**PROBLEM TO SOLVE**
The answer must be every record below, reproduced exactly.

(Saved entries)
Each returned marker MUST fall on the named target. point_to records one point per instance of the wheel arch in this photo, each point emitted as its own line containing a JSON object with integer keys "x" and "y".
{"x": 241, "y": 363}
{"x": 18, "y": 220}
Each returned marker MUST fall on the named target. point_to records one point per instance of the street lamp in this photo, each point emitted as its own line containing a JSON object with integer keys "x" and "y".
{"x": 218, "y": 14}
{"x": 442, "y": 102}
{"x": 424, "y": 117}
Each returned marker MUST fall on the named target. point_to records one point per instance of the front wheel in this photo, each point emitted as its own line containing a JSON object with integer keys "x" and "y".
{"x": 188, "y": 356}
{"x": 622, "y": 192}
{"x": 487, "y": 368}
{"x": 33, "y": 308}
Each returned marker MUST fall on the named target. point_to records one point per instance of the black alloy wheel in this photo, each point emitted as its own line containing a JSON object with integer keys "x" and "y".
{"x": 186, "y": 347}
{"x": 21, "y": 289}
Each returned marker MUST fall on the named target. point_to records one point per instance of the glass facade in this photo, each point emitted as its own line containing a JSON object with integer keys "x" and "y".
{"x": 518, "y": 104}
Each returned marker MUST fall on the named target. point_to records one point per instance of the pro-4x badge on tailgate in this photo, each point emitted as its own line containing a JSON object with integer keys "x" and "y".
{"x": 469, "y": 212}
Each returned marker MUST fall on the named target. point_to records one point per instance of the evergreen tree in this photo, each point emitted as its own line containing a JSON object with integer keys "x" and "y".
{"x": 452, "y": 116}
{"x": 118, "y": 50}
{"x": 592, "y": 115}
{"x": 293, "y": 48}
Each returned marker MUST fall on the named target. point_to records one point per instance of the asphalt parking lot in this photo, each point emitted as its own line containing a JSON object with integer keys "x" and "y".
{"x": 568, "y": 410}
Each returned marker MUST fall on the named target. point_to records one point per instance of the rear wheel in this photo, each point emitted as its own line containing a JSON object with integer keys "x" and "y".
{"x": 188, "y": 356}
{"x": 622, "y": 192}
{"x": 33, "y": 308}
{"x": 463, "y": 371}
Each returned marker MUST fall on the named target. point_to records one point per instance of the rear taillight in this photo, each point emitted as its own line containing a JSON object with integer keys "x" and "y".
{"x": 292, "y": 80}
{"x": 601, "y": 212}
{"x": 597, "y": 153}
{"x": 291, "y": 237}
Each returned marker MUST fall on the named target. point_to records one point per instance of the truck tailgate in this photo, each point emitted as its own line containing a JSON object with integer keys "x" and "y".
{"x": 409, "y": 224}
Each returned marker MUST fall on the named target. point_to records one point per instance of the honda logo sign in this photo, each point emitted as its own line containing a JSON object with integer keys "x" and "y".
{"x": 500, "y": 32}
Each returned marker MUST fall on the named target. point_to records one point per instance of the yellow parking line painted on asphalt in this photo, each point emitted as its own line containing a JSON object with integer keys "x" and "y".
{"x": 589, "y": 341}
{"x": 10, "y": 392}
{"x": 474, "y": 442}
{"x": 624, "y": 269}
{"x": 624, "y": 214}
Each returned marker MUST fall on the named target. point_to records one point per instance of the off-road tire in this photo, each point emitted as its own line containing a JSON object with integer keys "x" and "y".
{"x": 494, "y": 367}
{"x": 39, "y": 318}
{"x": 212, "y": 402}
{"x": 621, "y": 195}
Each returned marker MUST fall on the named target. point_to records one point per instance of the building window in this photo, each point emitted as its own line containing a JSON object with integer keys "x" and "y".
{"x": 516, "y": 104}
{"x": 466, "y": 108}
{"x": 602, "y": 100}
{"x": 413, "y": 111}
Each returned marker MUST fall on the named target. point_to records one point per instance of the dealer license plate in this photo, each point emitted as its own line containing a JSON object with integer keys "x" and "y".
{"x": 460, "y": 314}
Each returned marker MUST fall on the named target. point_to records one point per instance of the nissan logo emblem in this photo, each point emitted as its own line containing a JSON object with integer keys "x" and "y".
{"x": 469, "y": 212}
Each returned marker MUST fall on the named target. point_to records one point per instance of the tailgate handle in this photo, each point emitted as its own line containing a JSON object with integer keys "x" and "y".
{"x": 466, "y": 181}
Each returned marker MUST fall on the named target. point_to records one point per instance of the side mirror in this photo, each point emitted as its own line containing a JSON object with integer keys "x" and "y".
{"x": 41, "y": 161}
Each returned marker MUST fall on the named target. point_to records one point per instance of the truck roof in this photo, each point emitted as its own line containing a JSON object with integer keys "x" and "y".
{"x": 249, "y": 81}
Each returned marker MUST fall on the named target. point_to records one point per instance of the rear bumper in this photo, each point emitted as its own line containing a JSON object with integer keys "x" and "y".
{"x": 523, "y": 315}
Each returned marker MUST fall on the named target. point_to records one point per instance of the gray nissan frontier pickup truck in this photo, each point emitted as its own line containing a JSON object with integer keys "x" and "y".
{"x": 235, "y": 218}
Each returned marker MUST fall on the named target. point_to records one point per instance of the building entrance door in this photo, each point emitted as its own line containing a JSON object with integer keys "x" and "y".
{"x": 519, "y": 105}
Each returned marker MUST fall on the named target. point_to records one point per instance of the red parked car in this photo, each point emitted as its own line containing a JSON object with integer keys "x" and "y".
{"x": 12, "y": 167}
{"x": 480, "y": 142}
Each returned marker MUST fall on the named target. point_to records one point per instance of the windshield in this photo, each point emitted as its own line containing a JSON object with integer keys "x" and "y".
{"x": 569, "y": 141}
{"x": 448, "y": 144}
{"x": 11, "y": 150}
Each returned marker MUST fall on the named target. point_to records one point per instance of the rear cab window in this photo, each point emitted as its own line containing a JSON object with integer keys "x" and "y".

**THE COMPLETED TASK**
Each returned marker MUST fall on the named target. point_to records one point per instance of the wheel arch in this photo, each point emitted as its own line containing a JSON object with integer keys "x" and "y".
{"x": 241, "y": 363}
{"x": 18, "y": 220}
Each returned marker MUST fall on the named target. point_to records one point per instance of the street lamp in this photo, each point emitted as its own line containing a JSON object with integer keys "x" and "y".
{"x": 218, "y": 14}
{"x": 442, "y": 102}
{"x": 424, "y": 117}
Each returned marker MUST fall on the named target. point_to records one point per instance of the front wheel in this photo, each point emitted as its own line containing a JSON object with integer keys "x" and "y".
{"x": 188, "y": 356}
{"x": 622, "y": 192}
{"x": 487, "y": 368}
{"x": 33, "y": 308}
Each returned marker MUST fall on the named target. point_to records one point per instance of the black alloy wheel in this photo, each point emitted as its own line containing a JSON object with integer keys "x" and "y".
{"x": 186, "y": 347}
{"x": 21, "y": 289}
Each returned marker MUST fall on the named target. point_to records one point per instance of the glass facade in this photo, each point emitted as its own line containing a JSON object with integer keys "x" and "y".
{"x": 518, "y": 104}
Each returned marker MUST fall on the named target. point_to records one point per instance of the pro-4x badge on tailgate in this photo, each point emitted as its own line containing a JSON object with integer keys "x" and "y".
{"x": 469, "y": 212}
Each returned marker MUST fall on the named target. point_to records one point per instance of the evergreen tree in this photo, each point emitted as its own line containing a JSON object with integer keys "x" and "y".
{"x": 452, "y": 116}
{"x": 118, "y": 50}
{"x": 592, "y": 115}
{"x": 293, "y": 48}
Each returned marker MUST fall on the named target. point_to records one point per instance of the asphalt parking lot in this photo, each point emitted as its own line containing a JSON object with integer keys "x" and "y".
{"x": 568, "y": 410}
Each returned marker MUST fall on the named target. point_to records one point per instance of the rear wheel in this photo, each point emitted as its own line containing a JSON object with integer keys "x" and "y".
{"x": 188, "y": 356}
{"x": 622, "y": 192}
{"x": 33, "y": 308}
{"x": 463, "y": 371}
Each returned marker MUST fall on the named target. point_to records one point per instance of the rear taillight in this photo, each point emitted as its own line containing a JSON object with integer keys "x" and "y".
{"x": 292, "y": 80}
{"x": 601, "y": 212}
{"x": 597, "y": 153}
{"x": 291, "y": 237}
Each returned marker MUST fall on the named target. point_to records one point per instance of the truck tailgate in this photo, each point emitted as its own line containing a JSON object with integer keys "x" and "y".
{"x": 409, "y": 224}
Each returned marker MUST fall on the named target. point_to records one point per instance of the honda logo sign in this photo, each point emitted as its own line containing a JSON object with integer keys "x" and "y".
{"x": 500, "y": 32}
Each returned marker MUST fall on the named target. point_to records one point per instance of the yellow parking line painted on asphalt in this photo, each point emitted as its own line containing a JSON object with integer keys "x" and "y".
{"x": 589, "y": 341}
{"x": 10, "y": 392}
{"x": 474, "y": 442}
{"x": 624, "y": 269}
{"x": 624, "y": 214}
Each returned marker MUST fall on the named target. point_to records one point per instance of the off-road tire in this photo, each point emitted as its own line containing a JSON object with integer keys "x" and "y".
{"x": 494, "y": 367}
{"x": 39, "y": 318}
{"x": 212, "y": 402}
{"x": 621, "y": 195}
Each returned marker MUST fall on the named target. point_to records one point per instance of the building window in this photo, each point emitted as its own line containing a JSON object with integer keys "x" and "y".
{"x": 516, "y": 104}
{"x": 466, "y": 108}
{"x": 602, "y": 100}
{"x": 413, "y": 111}
Each returned marker MUST fall on the named target. point_to records one point per instance of the dealer license plate in this photo, each point emitted as its own line containing a JSON object with integer keys "x" and "y".
{"x": 460, "y": 314}
Each returned marker MUST fall on the named target. point_to records one point per instance of the nissan logo emblem in this photo, each point emitted as its own line containing a JSON object with integer keys "x" and "y".
{"x": 469, "y": 212}
Each returned marker MUST fall on the named target. point_to records one point per instance of the tailgate handle in this photo, each point emitted as its own line containing a JSON object with integer keys "x" and "y".
{"x": 466, "y": 181}
Each returned marker MUST fall on the named target. point_to records one point per instance of the side mirror in this photo, each point emitted as its own line containing a JSON object with integer keys "x" and "y".
{"x": 41, "y": 161}
Each returned marker MUST fall on the named target. point_to records one point per instance of the truck roof in this photo, each point emitted as its own line containing a JSON object with integer keys "x" and "y".
{"x": 249, "y": 81}
Each returned marker MUST fall on the named target. point_to records one point per instance of the rear bumper in this photo, each point emitted as its own line containing a JSON object with integer keys "x" and "y".
{"x": 523, "y": 315}
Each returned marker MUST fall on the named target. point_to records one point per instance of the gray nissan frontier pickup truck in this photo, each point emitted as its own line containing a JSON object with integer keys "x" and "y".
{"x": 235, "y": 218}
Each returned marker MUST fall on the named target. point_to records one point per instance of the building entrance door in this photo, each point emitted as its own line containing a JSON object with integer keys "x" and "y".
{"x": 519, "y": 105}
Each returned marker MUST fall on the named target. point_to records one point per instance of the red parked car in this photo, each point emitted as its own line containing a JSON object with integer keys "x" and "y".
{"x": 12, "y": 167}
{"x": 480, "y": 142}
Each returned marker MUST fall on the named target. point_to records one point per instance of the windshield in this photo, each point emitted as its own line containing a JSON object with integer keys "x" and "y".
{"x": 569, "y": 141}
{"x": 448, "y": 144}
{"x": 11, "y": 150}
Each returned marker MUST fall on the named target. point_to records one point per instance of the rear cab window in this photo, each point emitted as its own line containing a JSON object with integer keys "x" and "y".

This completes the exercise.